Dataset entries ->

========================================================================

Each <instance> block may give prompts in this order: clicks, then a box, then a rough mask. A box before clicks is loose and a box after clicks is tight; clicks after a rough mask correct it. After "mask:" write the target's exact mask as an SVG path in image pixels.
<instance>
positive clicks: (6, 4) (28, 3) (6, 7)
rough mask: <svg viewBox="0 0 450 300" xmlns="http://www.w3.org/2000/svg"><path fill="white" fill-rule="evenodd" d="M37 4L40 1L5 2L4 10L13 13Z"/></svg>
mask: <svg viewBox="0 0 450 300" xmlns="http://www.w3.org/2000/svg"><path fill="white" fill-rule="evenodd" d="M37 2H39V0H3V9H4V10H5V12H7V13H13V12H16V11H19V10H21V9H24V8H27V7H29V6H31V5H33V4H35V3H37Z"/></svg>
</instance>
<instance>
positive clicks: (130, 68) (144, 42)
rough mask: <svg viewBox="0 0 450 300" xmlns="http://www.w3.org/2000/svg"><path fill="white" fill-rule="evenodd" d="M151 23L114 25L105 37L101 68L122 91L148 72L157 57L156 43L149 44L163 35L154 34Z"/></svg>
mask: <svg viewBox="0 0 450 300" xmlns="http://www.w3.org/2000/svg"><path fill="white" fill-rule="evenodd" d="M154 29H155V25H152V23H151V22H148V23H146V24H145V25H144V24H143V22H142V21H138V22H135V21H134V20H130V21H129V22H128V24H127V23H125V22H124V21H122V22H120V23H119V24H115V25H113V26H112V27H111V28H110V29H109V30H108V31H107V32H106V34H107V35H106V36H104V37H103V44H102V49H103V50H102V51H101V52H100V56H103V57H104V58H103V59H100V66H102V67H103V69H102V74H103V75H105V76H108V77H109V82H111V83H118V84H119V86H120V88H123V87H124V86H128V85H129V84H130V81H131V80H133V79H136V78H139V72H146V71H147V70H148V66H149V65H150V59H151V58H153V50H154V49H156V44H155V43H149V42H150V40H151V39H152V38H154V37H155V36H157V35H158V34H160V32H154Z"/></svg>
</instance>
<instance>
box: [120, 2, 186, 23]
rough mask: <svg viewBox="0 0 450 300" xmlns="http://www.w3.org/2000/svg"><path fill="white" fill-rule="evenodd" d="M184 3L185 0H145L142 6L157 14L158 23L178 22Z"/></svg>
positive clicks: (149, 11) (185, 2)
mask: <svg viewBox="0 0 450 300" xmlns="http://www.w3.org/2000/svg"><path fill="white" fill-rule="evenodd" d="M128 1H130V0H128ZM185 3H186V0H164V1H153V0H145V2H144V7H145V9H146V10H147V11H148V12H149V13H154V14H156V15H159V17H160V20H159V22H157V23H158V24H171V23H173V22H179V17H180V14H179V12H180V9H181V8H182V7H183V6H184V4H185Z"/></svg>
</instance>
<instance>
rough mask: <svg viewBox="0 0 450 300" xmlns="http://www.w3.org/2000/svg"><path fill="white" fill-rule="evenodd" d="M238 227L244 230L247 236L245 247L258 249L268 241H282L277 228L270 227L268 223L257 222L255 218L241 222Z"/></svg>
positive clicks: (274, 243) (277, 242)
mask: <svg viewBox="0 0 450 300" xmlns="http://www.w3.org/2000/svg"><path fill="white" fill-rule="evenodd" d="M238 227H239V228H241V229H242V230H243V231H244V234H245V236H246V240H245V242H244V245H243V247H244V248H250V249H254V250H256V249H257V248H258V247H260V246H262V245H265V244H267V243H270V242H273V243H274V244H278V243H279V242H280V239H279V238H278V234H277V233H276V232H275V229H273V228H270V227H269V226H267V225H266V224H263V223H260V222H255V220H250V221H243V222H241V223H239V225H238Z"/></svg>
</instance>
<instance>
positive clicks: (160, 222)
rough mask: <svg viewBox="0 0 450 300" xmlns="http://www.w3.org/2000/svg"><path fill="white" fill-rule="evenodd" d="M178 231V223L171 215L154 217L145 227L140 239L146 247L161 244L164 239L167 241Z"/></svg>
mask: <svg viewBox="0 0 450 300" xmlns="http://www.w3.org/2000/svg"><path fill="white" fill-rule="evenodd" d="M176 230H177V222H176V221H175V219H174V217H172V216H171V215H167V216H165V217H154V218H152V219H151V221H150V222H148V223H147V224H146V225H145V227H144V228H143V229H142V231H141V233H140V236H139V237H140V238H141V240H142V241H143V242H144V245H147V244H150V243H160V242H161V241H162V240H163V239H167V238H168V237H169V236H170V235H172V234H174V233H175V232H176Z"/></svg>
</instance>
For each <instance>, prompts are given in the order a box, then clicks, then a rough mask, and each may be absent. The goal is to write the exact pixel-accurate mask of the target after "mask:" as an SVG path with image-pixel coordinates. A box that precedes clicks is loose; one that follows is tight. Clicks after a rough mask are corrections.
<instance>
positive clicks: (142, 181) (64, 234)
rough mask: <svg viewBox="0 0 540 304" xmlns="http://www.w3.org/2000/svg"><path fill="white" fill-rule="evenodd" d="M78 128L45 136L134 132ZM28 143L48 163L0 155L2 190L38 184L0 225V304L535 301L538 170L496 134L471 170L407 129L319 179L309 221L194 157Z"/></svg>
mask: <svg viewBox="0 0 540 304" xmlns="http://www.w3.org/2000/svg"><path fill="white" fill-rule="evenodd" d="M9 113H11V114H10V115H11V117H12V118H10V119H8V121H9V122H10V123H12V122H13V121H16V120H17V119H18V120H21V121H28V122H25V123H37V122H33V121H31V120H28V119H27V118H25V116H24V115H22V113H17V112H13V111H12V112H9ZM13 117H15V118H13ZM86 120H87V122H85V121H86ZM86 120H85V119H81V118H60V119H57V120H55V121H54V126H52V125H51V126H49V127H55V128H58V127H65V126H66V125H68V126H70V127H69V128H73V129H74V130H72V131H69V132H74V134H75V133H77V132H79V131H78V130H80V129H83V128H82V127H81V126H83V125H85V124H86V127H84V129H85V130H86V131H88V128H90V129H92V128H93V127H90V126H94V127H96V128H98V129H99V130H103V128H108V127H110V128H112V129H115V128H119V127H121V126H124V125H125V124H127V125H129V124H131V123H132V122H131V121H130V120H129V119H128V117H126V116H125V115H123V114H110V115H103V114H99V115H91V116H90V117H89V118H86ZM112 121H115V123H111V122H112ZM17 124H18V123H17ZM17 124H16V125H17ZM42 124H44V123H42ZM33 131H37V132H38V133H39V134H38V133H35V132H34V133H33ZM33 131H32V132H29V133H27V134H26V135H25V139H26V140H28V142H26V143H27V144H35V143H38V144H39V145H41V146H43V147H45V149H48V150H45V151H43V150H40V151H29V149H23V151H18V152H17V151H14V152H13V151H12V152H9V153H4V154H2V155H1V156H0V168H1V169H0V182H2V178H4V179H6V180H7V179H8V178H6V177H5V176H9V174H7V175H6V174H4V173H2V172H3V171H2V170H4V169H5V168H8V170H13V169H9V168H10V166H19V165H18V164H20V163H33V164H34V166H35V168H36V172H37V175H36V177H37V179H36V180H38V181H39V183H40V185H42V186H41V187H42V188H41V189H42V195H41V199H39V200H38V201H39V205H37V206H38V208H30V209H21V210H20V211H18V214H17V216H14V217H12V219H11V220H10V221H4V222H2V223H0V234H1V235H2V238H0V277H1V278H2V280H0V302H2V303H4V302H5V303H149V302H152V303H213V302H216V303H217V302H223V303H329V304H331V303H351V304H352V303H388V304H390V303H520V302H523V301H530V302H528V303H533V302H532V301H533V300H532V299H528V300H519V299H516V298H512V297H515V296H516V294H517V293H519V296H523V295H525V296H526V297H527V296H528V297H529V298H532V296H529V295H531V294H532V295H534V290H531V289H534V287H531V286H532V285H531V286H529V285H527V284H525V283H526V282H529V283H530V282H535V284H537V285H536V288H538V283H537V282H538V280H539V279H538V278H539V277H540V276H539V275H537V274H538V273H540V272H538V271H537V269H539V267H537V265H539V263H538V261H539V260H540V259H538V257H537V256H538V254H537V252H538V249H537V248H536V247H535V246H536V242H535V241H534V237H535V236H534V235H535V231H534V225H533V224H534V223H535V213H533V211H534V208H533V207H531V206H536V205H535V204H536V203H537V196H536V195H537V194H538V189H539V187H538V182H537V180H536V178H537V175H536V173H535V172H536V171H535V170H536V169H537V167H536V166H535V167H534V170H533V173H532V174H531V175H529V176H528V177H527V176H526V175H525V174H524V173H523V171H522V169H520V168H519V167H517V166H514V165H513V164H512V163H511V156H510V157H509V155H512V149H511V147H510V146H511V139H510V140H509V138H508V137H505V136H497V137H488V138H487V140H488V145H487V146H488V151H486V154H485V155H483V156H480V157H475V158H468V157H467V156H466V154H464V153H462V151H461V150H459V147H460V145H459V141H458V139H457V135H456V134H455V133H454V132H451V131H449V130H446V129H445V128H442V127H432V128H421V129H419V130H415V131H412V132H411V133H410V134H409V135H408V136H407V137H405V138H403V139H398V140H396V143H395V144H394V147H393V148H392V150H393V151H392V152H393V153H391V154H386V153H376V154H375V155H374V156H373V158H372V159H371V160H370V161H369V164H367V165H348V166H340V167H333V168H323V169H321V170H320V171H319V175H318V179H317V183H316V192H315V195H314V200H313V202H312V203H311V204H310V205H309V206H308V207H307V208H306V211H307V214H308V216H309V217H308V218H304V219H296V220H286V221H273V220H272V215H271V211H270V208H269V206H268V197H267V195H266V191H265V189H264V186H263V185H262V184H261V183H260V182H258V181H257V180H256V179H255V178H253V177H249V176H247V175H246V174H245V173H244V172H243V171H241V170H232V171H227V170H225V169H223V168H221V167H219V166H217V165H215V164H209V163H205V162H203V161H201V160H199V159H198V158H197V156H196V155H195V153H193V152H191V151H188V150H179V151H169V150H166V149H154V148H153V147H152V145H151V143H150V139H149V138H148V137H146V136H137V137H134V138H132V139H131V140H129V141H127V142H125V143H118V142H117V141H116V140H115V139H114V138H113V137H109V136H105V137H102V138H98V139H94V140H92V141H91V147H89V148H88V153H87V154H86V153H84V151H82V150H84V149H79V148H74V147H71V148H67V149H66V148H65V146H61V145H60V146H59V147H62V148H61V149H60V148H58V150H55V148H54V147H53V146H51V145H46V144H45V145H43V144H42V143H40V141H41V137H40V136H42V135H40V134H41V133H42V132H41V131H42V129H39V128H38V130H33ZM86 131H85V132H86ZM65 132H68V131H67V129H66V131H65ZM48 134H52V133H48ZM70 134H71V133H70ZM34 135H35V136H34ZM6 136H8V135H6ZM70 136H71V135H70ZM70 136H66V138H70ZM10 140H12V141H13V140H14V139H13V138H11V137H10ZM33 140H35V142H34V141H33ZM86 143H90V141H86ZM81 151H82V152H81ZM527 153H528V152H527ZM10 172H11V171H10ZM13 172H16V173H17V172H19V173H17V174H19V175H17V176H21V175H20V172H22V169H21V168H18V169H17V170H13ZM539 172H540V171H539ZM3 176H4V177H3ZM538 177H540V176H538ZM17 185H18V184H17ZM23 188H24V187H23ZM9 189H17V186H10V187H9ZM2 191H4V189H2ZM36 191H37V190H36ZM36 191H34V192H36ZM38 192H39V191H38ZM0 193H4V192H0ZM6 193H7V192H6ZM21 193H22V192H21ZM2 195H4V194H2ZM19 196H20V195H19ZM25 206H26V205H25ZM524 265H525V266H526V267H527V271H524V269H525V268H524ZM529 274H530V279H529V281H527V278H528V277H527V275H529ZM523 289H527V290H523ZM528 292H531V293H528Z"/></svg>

========================================================================

Task goal -> The answer must hold exactly the lines of the entries above, from the first line through the line that contains "positive clicks: (6, 4) (28, 3) (6, 7)", and no others.

Solution for this problem ->
Each <instance> block may give prompts in this order: clicks, then a box, then a rough mask. A box before clicks is loose and a box after clicks is tight; clicks after a rough mask correct it. After "mask:" write the target's exact mask as an SVG path in image pixels.
<instance>
positive clicks: (6, 4) (28, 3) (6, 7)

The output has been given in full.